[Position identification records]
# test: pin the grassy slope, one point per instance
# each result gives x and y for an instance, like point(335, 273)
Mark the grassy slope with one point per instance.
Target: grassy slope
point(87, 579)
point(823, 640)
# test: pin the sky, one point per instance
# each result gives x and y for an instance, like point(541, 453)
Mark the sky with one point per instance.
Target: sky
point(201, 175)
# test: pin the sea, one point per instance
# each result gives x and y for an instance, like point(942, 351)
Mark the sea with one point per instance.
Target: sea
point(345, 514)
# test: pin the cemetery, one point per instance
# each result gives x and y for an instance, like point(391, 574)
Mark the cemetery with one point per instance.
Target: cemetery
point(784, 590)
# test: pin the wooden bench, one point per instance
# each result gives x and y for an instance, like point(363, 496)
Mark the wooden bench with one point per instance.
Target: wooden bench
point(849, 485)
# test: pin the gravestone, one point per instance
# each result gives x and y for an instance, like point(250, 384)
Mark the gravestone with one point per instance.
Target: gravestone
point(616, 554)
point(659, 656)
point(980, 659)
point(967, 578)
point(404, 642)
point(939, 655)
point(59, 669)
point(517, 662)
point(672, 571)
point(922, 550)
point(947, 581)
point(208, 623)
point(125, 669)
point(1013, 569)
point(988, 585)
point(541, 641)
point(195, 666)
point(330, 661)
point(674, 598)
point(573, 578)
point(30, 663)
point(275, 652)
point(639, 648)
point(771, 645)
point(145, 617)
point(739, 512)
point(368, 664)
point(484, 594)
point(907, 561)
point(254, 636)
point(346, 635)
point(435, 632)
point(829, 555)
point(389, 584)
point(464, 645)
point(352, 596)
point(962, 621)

---

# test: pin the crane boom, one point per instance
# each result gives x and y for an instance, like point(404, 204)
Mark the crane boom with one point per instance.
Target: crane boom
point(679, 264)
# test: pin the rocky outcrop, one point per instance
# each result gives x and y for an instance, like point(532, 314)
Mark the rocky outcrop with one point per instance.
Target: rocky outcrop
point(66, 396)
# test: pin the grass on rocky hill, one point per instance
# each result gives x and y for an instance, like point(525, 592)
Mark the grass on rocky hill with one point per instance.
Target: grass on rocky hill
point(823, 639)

Task objective
Return the lines above word for word, starting at the line containing "# test: pin the cemetery, one" and ending with the line containing "point(849, 485)".

In response
# test: pin the cemetery, one point per instance
# each result gives x and y for an instance, like point(391, 574)
Mark the cemetery with one point per instance.
Target: cemetery
point(784, 590)
# test: pin the wooden bench, one point per instance
# each result gives x and y for an instance, like point(363, 496)
Mark the wooden bench with one point per instance.
Target: wooden bench
point(849, 485)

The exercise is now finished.